◆ DIRECTIONS
Reproduce verbatim the rows below, starting with the line that contains "the player's neck" and continuing through the final line of the rows, both included.

===== PROVIDED MATERIAL =====

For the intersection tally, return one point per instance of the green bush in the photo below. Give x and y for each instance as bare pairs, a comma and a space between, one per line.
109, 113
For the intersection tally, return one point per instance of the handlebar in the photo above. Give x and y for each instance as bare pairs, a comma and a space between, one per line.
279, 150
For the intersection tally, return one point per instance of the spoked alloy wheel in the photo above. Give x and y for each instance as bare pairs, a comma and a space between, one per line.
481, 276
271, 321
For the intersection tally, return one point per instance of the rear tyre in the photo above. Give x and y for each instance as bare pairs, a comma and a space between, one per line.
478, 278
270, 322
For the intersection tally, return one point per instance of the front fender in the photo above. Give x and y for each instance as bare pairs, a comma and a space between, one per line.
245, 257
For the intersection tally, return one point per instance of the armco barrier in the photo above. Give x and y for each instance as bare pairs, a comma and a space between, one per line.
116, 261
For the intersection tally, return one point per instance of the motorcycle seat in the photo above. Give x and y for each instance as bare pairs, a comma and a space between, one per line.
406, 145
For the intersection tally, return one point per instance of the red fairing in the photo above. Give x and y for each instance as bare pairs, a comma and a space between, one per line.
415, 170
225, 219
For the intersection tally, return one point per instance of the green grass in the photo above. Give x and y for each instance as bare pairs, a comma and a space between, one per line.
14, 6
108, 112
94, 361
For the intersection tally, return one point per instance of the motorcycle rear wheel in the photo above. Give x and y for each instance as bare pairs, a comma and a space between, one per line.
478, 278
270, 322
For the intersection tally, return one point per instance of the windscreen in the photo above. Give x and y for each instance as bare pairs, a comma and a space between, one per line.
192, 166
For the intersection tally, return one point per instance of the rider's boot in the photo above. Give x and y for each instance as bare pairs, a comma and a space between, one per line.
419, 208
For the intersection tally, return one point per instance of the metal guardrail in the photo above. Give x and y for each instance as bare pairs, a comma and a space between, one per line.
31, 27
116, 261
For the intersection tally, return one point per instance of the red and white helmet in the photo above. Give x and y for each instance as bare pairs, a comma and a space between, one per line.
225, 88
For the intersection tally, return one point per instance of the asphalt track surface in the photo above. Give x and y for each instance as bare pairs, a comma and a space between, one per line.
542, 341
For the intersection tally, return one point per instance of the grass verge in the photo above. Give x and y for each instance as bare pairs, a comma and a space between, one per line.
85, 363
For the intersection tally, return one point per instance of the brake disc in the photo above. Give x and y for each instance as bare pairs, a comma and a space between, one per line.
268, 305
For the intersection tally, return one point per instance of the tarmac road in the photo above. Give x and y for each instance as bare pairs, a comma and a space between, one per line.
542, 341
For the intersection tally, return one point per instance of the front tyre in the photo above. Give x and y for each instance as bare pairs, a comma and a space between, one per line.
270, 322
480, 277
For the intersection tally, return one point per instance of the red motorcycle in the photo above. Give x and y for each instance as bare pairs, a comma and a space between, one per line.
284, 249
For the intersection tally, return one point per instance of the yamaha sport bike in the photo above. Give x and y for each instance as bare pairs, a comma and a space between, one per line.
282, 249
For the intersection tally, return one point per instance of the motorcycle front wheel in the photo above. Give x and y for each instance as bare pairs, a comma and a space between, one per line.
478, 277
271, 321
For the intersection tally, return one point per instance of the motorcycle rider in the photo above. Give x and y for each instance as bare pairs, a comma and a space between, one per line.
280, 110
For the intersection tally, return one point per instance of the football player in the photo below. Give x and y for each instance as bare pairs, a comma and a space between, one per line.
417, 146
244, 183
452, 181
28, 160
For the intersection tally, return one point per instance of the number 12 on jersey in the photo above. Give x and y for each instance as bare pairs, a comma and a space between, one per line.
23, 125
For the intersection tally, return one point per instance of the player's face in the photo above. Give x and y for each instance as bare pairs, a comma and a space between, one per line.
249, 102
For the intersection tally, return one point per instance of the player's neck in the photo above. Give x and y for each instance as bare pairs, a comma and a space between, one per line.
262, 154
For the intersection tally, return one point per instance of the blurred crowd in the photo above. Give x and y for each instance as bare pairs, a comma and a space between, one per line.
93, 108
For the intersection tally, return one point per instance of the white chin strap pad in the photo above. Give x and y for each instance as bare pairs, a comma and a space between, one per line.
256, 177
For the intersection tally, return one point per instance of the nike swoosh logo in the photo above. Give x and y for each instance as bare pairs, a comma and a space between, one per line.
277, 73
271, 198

=====

◆ TASK RESPONSE
For the intersection tally, return one point per instance of the player's neck in the photo above. Give x and y for each instance as bare pairs, a comma and a space between, one per line.
262, 154
For the intersection tally, return one point per instance of the blurred crowd in the photo above. Give x and y for each instance as bare pairs, a comma and a space between, one per line.
93, 108
For the intersection tally, return one point per instance of the white chin strap pad in the photo above. Give x and y for each instance as bare pairs, a comma and a space between, one per line.
256, 177
For the intersection tally, return one point per instance of the nike swoosh logo in the photo above. Give x and y for each instance as bare pairs, a comma and a space between, one per line.
277, 73
271, 198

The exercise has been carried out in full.